What to produce - Everything from the first line of the material to the line containing "Category: white refrigerator", inclusive, must be given again exactly; no pictures, and nothing past that line.

┄┄┄┄┄┄┄┄┄┄

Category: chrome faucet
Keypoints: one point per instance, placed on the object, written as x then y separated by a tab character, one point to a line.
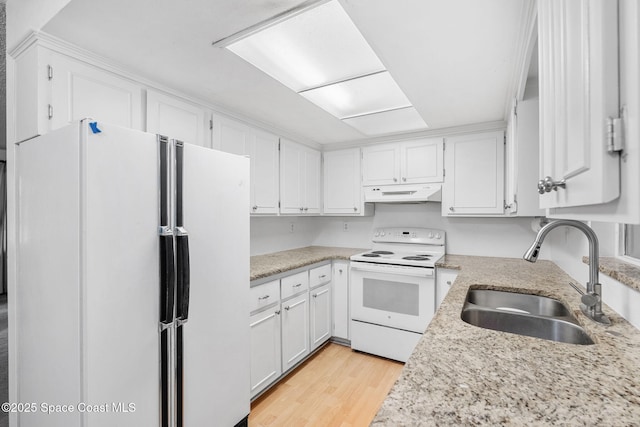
591	301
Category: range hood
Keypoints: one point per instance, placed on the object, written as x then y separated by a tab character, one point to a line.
404	193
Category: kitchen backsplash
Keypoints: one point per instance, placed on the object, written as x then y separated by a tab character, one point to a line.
504	237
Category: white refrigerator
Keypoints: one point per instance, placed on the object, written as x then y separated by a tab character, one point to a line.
132	280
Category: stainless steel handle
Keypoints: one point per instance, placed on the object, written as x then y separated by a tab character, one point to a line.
547	184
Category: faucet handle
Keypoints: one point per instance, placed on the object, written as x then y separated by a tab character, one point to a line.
590	300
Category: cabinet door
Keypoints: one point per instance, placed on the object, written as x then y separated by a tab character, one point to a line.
342	187
340	282
172	117
295	330
421	161
266	361
474	182
381	164
230	136
79	91
291	181
578	91
264	173
312	181
320	315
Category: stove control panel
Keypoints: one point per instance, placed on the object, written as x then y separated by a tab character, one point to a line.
428	236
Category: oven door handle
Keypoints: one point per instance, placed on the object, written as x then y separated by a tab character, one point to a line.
389	269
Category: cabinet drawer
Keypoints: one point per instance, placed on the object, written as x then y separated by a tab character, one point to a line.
294	284
319	275
264	295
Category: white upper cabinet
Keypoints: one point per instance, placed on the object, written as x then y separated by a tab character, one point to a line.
53	90
264	173
474	180
262	148
411	162
299	179
343	184
178	119
578	92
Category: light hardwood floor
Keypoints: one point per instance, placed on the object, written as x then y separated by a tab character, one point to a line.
335	387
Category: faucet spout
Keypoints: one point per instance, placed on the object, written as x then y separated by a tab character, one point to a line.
594	290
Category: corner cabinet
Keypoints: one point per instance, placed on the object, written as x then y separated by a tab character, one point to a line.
411	162
299	179
342	179
579	88
474	175
175	118
53	90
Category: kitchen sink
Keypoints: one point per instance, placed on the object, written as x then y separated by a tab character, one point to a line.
523	314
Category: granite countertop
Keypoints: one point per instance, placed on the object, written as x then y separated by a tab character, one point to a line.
280	262
460	374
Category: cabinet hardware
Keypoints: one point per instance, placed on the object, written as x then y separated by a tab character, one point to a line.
547	184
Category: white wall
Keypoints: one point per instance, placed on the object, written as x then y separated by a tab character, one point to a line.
504	237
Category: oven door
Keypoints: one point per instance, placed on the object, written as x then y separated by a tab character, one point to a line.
394	296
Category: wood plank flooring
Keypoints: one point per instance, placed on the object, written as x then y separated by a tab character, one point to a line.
335	387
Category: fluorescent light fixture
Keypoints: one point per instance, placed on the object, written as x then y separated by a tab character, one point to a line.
319	53
311	49
355	97
388	122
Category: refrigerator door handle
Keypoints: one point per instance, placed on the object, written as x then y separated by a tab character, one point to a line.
167	278
183	275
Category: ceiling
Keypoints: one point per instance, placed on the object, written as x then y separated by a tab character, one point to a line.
455	60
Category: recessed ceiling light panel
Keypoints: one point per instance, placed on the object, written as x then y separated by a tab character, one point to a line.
311	49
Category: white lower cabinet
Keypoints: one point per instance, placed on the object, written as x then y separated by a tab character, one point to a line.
295	330
320	315
340	282
266	361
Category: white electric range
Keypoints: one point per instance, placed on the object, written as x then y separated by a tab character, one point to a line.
393	292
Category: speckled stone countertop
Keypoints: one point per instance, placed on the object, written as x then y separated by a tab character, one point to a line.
461	374
279	262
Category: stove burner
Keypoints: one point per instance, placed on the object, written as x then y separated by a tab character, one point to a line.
417	258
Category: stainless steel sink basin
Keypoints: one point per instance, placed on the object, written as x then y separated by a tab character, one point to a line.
523	314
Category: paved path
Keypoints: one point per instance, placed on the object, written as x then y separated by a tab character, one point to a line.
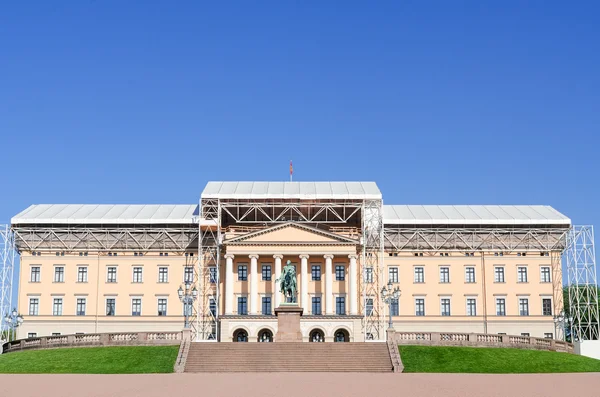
301	384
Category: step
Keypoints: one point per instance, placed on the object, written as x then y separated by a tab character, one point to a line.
275	357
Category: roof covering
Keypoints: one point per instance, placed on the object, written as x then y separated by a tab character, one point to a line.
106	214
473	215
292	190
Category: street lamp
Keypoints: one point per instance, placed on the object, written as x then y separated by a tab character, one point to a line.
389	296
187	297
559	324
14	319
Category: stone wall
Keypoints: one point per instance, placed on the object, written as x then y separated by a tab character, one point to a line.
108	339
479	340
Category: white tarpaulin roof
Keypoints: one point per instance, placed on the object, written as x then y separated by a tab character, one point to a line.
106	214
292	190
473	215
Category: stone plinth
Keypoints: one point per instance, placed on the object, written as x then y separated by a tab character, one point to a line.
288	323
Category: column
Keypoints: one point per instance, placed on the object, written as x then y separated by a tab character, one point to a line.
304	281
253	284
328	284
276	292
353	285
229	284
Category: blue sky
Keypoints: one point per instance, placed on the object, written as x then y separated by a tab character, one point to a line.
462	102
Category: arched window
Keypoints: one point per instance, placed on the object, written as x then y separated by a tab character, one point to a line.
341	335
316	336
240	335
265	335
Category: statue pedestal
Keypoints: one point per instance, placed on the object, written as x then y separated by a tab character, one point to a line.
288	323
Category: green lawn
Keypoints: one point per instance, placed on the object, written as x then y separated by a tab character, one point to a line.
91	360
492	360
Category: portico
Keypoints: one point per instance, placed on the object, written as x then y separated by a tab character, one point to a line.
326	266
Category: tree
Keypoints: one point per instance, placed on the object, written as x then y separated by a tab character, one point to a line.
586	310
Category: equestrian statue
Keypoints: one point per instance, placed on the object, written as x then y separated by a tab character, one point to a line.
287	282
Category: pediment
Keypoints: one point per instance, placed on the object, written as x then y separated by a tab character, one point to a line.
291	233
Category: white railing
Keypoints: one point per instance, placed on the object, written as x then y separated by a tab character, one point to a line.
479	340
107	339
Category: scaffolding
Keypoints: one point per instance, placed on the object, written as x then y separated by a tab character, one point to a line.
372	270
206	319
583	317
8	256
555	241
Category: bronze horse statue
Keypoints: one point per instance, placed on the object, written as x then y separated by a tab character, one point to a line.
287	282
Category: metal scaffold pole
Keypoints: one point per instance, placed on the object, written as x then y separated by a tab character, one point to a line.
7	268
209	253
583	317
372	270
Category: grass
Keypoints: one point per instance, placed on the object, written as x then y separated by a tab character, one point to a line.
492	360
91	360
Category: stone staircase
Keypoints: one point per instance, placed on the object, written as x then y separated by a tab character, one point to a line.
288	357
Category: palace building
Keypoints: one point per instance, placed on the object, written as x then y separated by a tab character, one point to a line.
466	268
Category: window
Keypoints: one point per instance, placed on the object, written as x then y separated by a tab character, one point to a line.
35	274
369	306
419	307
499	274
80	307
340	273
34	306
212	306
136	307
546	307
110	306
419	274
242	305
523	307
111	275
500	307
212	275
137	274
545	274
163	274
393	274
444	274
242	272
469	274
340	305
187	309
188	275
316	272
57	307
521	274
395	308
316	305
266	306
82	274
59	274
266	272
471	307
369	275
445	306
162	307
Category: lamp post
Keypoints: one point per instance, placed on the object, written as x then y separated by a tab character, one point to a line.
390	295
559	324
187	296
14	319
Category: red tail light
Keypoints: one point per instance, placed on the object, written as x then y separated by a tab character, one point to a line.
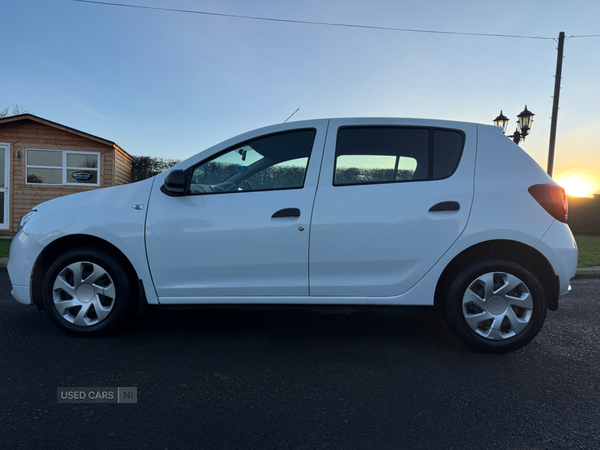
553	199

┄┄┄┄┄┄┄┄┄┄

Exercise answer -
Category: chrome faucet
Keypoints: one point per instance, placed on the object, written as x then y separated by a tab character, one point to a line.
591	301
Category: range hood
Keypoints: one point per instance, placed on the object, written as x then y separated by a tab character, one point to a line.
404	193
Category: kitchen backsplash
Keypoints: one point per instance, placed on the object, written as x then y separated by a tab character, one point to a line.
504	237
Category: white refrigerator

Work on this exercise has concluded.